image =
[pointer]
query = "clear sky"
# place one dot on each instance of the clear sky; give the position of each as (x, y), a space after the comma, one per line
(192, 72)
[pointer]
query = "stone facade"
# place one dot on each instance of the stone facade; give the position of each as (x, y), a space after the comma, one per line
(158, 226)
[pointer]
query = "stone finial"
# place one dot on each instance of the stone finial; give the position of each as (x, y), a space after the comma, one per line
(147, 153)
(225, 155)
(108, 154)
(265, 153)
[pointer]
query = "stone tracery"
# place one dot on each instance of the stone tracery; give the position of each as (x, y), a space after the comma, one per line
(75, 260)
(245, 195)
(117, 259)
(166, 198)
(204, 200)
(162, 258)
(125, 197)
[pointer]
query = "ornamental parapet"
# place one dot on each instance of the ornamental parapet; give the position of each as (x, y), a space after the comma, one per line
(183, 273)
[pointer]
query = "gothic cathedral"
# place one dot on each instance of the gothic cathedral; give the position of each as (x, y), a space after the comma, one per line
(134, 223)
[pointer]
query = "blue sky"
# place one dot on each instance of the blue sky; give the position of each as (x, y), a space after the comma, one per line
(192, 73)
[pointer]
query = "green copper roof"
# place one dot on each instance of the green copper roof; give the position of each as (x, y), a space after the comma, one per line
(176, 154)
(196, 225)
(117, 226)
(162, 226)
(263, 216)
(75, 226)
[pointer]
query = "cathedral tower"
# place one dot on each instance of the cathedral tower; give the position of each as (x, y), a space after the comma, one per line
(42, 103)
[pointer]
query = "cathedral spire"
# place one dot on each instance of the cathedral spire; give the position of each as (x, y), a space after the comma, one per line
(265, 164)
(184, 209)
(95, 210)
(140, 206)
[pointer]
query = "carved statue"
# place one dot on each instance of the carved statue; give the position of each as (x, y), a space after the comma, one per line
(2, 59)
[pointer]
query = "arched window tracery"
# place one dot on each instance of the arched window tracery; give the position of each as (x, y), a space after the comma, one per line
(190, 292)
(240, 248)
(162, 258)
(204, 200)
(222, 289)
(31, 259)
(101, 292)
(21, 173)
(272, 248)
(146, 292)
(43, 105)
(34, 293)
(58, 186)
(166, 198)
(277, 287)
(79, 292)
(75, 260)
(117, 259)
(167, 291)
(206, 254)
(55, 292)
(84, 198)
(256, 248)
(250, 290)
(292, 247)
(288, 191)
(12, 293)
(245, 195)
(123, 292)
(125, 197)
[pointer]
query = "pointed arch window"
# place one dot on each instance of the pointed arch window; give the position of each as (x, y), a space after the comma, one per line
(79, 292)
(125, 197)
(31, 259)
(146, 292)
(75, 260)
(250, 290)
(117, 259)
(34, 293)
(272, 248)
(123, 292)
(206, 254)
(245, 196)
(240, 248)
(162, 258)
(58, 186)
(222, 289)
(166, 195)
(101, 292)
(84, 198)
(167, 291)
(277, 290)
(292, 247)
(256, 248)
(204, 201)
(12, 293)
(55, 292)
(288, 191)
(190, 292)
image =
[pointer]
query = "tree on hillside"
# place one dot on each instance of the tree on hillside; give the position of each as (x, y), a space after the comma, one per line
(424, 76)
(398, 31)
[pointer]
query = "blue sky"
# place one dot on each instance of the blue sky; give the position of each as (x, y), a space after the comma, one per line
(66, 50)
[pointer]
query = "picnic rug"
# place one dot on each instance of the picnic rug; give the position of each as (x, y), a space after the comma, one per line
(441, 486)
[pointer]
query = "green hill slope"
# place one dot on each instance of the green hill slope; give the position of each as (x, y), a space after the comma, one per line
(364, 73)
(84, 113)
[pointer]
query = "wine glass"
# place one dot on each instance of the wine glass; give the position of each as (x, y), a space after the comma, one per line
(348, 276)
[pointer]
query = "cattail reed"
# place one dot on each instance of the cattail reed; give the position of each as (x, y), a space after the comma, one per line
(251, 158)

::::

Please repeat all the records above exactly as they appear.

● Exercise result
image =
[pointer]
query = "clear sky"
# place one dot on each instance of the clear sky; give the position of each as (x, y), a space after the comma, one per line
(192, 72)
[pointer]
query = "stone facade"
# place one dot on each instance of the stone facade; give the position of each as (x, y), a space after the comma, one per line
(158, 226)
[pointer]
query = "stone finial"
# place one dot on each instance of the stone finial; give the position of each as (x, y), a space after the comma, one per line
(147, 153)
(225, 155)
(108, 154)
(265, 153)
[pointer]
query = "stone tracery"
# place one dot on each instance of the stone tracery; give the position of each as (x, y), a space after the comma, one per line
(75, 260)
(245, 195)
(117, 259)
(166, 198)
(204, 200)
(162, 258)
(125, 197)
[pointer]
query = "ornamental parapet"
# place one dot on each instance of the ornamental parapet; give the position of each as (x, y), a space after the comma, one per line
(183, 273)
[pointer]
query = "gothic cathedral"
# place one dot on each instance of the gothic cathedral; give the position of each as (x, y), a space after the comma, one per line
(134, 223)
[pointer]
query = "blue sky"
# place one dot on each instance of the blue sky; give the position of each as (x, y), a space after the comma, one per line
(192, 73)
[pointer]
query = "green copper roof"
# place one dot on each instance of the green copper roof; give the position of each as (x, y), a space after the comma, one per line
(176, 154)
(196, 225)
(117, 226)
(162, 226)
(263, 216)
(75, 226)
[pointer]
query = "cathedral tower"
# place one dot on each instance of the cathedral tower; give the position of each as (x, y), a space after the comma, one per line
(42, 103)
[pointer]
query = "cathedral spire"
# place one dot on each instance of the cathedral spire; give the position of each as (x, y), a space after the comma, one per line
(265, 164)
(184, 209)
(95, 210)
(140, 206)
[pointer]
query = "carved statue"
# place one dot on each instance of the carved statue; give the position of each as (x, y), a space after the comma, one per line
(2, 59)
[pointer]
query = "arched window tracery"
# place one dot on each instance of the arched window tracery; give the position of each as (x, y), a space after the comma, one per line
(190, 292)
(240, 248)
(162, 258)
(204, 200)
(222, 289)
(31, 259)
(101, 292)
(21, 173)
(272, 248)
(146, 292)
(43, 105)
(34, 293)
(58, 186)
(166, 198)
(277, 287)
(79, 292)
(75, 260)
(117, 259)
(167, 291)
(206, 254)
(55, 292)
(84, 198)
(256, 248)
(250, 290)
(292, 247)
(288, 191)
(12, 293)
(245, 195)
(123, 292)
(125, 197)
[pointer]
query = "pointed arch window"
# place one dot on each instance of the pointed arch window; give the position of each as (x, y), a space after the comma, one per line
(79, 292)
(125, 197)
(31, 259)
(146, 292)
(75, 260)
(250, 290)
(117, 259)
(34, 293)
(272, 248)
(123, 292)
(206, 254)
(245, 196)
(240, 248)
(162, 258)
(58, 186)
(222, 289)
(166, 195)
(101, 292)
(84, 198)
(167, 291)
(277, 290)
(292, 247)
(256, 248)
(204, 201)
(12, 293)
(55, 292)
(288, 191)
(190, 292)
image =
[pointer]
query = "tree on hillside"
# place one dot on each instance of the tree on hillside; give the position of each as (x, y), a space after the comma, one per line
(424, 76)
(398, 31)
[pointer]
query = "blue sky"
# place one dot on each instance of the blue sky; give the position of each as (x, y), a space after the comma, one per line
(66, 50)
[pointer]
query = "picnic rug"
# place one dot on each instance of the picnic rug; give the position of each as (x, y), a space after the comma, one per line
(441, 486)
[pointer]
query = "green hill slope"
# place one dot on each instance of the green hill slope; give the position of each as (x, y), a space after the comma, one per line
(364, 73)
(84, 113)
[pointer]
query = "wine glass"
# place one dot on each instance of the wine glass; give the position of each as (x, y), a space after the comma, one per line
(348, 276)
[pointer]
query = "cattail reed"
# place one dot on each instance of the cattail reed; give the position of each as (x, y), a space after the comma, one per line
(251, 158)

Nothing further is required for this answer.